▶ _JOB_: Resume the B-tree storage engine write-up below, picking up directly after its final sentence.

▶ _DOCUMENT PASSAGE_:
━━━

Original source: b-tree-storage-engine-btree

File: b-tree-storage-engine/btree.py

Date: 2026-05-28

Time: 18:10

`b-tree-storage-engine/btree.py`

Purpose

This file is a self-contained, disk-backed B-tree storage engine — the kind described in DDIA Chapter 3 as the dominant indexing structure in relational databases. It owns the full stack: page-level I/O, binary serialization of leaf and internal nodes, key lookup/insert/delete with node splitting, range scans via leaf sibling pointers, and write-ahead logging for crash safety. It's a teaching implementation: correct and complete enough to demonstrate the real concepts, but not production-hardened (no concurrency, no buffer pool, no overflow pages for large values).

Key Components

Constants & Wire Formats

INTERNAL = 0 / LEAF = 1 — Page type discriminators, stored as the first byte of every page.
NO_SIBLING = 0xFFFFFFFF — Sentinel for "no next sibling" in leaf chains and "no free page" in the free list. Chosen as max uint32.
METAFMT = '>5I' — Page 0 layout: (rootpage, height, totalkeys, nextfreepage, freelist_head). All big-endian unsigned 32-bit ints.
HEADERFMT = '>BH' — Every page starts with (type: u8, numkeys: u16) — 3 bytes.

`PageManager`

Low-level fixed-size page I/O. Owns the data file handle and tracks read/write counts for observability.

allocate_page() — Returns a page number, preferring the free list (a singly-linked list threaded through freed pages) before extending the file. This is important: page allocation is integrated with metadata updates, not a separate allocator.
freepage(pagenum) — Pushes a page onto the free list by writing a pointer to the old head into the freed page's body, then updating metadata.
readpage / writepage — Seek-and-read/write at pagenum * pagesize. Pages are always padded to page_size.

`WAL` (Write-Ahead Log)

Crash recovery via a sequential log file. Each entry is (seq, pagenum, datalen, data, crc32).

logwrite(pagenum, page_data) — Appends an entry and fsyncs. Every page mutation goes through here before hitting the data file.
commit(page_manager) — Fsyncs the data file, then truncates the WAL. This is the commit point: once the WAL is empty, the data file is authoritative.
recover(page_manager) — Replays all valid (checksum-verified) entries from the WAL into the data file, then truncates. Called on startup.

Serialization Functions

Four free functions handle the binary format of leaf and internal pages:

serializeleaf / deserializeleaf — Leaf format: header(3B) + nextsibling(4B) + entries.... Each entry is keylen(2B) + key + val_len(2B) + val. Keys are UTF-8 strings; values are raw bytes.
serializeinternal / deserializeinternal — Internal format: header(3B) + child0(4B) + (keylen(2B) + key + child(4B)).... The classic B-tree layout where n keys separate n+1 child pointers.

━━━

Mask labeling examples
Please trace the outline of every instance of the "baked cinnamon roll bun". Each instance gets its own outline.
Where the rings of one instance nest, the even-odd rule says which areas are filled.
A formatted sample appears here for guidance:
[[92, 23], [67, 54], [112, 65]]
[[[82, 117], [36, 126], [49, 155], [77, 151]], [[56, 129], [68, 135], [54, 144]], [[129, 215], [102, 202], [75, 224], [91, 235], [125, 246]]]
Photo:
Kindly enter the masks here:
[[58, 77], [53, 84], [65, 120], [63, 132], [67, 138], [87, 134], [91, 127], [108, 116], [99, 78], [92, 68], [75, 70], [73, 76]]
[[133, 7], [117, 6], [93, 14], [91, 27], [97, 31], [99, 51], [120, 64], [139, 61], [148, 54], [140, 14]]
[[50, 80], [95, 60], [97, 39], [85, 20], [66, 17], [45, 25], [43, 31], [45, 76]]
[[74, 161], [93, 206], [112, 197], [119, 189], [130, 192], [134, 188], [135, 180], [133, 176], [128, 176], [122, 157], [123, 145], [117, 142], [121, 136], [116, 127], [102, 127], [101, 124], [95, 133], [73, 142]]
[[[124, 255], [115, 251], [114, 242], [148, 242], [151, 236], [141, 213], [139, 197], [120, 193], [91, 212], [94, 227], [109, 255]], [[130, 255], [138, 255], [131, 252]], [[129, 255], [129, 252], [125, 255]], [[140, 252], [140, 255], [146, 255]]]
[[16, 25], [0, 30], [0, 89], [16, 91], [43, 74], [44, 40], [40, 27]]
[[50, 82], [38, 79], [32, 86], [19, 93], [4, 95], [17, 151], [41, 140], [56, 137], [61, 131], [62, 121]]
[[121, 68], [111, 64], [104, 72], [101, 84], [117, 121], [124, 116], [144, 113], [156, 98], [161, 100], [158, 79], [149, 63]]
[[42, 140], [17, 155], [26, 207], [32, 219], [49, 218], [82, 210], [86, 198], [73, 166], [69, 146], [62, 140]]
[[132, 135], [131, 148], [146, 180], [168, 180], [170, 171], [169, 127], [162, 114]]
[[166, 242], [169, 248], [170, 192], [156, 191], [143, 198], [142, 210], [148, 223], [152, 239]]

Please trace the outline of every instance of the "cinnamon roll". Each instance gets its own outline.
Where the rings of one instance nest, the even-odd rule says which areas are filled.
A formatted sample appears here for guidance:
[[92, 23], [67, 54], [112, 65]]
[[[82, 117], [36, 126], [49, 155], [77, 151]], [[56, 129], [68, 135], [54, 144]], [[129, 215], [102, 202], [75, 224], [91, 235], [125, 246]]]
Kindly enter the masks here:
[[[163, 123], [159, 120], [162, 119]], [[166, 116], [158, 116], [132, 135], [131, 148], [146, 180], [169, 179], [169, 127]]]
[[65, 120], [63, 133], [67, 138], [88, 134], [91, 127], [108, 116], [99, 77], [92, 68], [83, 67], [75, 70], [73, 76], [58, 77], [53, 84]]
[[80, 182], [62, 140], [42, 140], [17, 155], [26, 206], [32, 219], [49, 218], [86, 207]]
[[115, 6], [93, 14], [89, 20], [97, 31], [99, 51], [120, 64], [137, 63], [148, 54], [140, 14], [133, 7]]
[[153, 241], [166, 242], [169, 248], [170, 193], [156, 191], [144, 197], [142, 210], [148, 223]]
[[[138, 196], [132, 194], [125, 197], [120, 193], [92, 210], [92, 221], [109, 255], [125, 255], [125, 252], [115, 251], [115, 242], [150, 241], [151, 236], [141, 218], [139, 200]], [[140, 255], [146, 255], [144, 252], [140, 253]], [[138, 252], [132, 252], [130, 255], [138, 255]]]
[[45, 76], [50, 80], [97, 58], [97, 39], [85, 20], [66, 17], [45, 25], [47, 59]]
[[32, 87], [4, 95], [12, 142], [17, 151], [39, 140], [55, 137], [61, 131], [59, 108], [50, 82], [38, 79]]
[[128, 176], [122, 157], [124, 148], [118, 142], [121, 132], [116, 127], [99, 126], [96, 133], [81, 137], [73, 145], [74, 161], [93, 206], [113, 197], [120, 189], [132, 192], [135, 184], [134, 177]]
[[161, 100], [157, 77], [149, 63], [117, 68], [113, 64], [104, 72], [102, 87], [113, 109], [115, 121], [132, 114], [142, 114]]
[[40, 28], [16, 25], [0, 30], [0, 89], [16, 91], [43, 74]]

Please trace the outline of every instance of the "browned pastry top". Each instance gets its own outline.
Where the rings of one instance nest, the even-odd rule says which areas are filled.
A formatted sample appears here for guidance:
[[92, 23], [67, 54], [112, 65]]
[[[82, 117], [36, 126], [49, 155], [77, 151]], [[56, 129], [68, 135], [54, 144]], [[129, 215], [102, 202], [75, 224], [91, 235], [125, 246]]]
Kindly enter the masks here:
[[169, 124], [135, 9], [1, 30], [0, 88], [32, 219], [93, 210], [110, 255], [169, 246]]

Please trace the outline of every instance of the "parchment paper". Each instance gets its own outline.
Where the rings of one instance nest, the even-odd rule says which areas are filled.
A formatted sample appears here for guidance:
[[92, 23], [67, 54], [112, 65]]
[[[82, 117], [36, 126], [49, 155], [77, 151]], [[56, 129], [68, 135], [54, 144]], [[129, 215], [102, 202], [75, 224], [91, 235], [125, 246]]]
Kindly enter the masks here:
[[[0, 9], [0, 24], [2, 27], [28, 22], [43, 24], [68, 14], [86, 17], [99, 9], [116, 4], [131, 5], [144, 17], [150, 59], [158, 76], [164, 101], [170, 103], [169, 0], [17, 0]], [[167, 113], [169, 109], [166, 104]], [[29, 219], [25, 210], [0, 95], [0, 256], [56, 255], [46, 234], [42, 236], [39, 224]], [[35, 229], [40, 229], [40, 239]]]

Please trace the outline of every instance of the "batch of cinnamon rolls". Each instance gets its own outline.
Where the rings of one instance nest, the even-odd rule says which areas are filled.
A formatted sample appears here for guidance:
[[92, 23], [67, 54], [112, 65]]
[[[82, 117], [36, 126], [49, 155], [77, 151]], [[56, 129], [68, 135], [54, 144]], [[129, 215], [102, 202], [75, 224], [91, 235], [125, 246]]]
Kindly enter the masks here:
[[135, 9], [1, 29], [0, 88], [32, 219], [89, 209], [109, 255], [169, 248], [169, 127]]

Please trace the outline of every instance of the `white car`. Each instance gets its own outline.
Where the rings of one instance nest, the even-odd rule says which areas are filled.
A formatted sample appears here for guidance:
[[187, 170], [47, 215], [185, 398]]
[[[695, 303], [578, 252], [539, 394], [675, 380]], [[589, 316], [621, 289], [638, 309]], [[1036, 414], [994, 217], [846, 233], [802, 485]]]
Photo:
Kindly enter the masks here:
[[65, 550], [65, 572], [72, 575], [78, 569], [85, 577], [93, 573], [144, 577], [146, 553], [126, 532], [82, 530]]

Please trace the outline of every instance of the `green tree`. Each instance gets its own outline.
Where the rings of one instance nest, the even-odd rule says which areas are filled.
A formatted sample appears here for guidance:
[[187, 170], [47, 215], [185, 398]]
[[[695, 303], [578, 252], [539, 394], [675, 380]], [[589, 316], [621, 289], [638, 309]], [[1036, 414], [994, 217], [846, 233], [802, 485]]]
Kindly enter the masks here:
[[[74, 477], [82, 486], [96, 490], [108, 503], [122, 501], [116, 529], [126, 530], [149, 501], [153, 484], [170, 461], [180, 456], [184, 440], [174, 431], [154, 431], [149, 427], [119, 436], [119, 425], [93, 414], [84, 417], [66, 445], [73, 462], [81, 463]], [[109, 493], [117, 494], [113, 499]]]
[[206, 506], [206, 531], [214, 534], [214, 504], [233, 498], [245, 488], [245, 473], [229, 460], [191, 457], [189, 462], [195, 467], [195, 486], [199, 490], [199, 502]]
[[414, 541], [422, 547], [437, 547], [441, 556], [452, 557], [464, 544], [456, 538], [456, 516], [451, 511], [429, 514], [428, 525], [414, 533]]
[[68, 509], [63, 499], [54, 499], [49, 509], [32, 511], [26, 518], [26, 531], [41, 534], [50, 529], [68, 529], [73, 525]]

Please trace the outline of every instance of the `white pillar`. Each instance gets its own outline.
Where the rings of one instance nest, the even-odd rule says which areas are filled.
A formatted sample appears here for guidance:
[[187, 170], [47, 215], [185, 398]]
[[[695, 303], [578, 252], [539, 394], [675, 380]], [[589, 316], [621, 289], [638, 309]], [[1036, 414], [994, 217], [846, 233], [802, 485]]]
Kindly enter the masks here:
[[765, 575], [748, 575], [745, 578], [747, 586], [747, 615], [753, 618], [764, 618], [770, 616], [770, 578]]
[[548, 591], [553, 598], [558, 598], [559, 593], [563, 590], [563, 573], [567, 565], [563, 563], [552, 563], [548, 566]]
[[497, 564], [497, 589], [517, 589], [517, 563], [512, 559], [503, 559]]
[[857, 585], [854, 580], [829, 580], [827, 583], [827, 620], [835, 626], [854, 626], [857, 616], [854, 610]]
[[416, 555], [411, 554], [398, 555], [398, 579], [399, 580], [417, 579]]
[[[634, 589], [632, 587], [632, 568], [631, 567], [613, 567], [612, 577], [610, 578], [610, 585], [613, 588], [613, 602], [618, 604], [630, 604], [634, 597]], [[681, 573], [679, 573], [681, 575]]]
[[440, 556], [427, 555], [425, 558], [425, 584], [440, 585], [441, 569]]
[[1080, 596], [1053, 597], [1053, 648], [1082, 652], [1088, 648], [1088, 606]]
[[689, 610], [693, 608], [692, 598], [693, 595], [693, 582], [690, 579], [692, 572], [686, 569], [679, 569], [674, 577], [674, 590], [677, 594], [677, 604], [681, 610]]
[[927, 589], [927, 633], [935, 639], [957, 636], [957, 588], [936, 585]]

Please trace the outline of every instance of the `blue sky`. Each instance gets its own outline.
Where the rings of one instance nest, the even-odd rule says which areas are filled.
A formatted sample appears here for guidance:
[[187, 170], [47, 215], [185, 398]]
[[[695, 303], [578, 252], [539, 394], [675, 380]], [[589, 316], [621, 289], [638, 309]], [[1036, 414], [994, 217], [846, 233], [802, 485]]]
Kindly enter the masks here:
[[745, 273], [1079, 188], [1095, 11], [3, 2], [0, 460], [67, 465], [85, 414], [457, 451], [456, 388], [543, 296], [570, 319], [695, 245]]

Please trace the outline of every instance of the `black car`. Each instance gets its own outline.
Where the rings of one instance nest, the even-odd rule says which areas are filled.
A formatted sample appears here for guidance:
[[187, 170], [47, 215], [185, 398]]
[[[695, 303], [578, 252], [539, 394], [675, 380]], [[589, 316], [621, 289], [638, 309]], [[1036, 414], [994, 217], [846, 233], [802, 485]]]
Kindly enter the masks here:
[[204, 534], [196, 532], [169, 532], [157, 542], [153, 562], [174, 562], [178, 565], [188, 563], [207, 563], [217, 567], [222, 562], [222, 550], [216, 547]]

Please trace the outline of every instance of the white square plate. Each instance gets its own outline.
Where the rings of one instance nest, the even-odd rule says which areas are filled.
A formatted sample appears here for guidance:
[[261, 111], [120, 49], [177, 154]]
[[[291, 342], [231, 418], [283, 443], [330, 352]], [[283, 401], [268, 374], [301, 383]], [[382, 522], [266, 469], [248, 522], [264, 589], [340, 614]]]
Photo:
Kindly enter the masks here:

━━━

▶ _RESULT FOR THIS EXERCISE_:
`BTree`

The main API. Wraps PageManager + WAL and exposes a key-value interface.

Core operations:

get(key) — Walks from root to leaf using bisectleft at leaves and bisectright at internals. Returns bytes | None.
put(key, value) — Recursive insert via insert. Three return conventions: None (updated existing), 'inserted' (new key, no split), (midkey, new_page) (split happened, propagate up). When the root splits, a new root internal node is created, incrementing tree height.
delete(key) — Recursive delete. On empty leaves, it patches the sibling pointer of the predecessor leaf and frees the empty page. Only does this cleanup when the parent is at depth 2 and the empty leaf is not the leftmost child.
rangescan(startkey, endkey) — Finds the leaf containing startkey, then walks the sibling chain collecting entries until end_key is reached.

Utilities: _contains, len, iter, minkey, maxkey, stats, printtree.

`TreeStats`

A simple data class holding tree dimensions and I/O counters — useful for testing that operations touch the expected number of pages.

Patterns

WAL-then-write protocol. Every page mutation follows the sequence: log to WAL (with fsync) → write to data file → eventually commit (fsync data, truncate WAL). The walwritepage and walwritemeta methods enforce this. This is the standard crash-recovery pattern from DDIA Chapter 3.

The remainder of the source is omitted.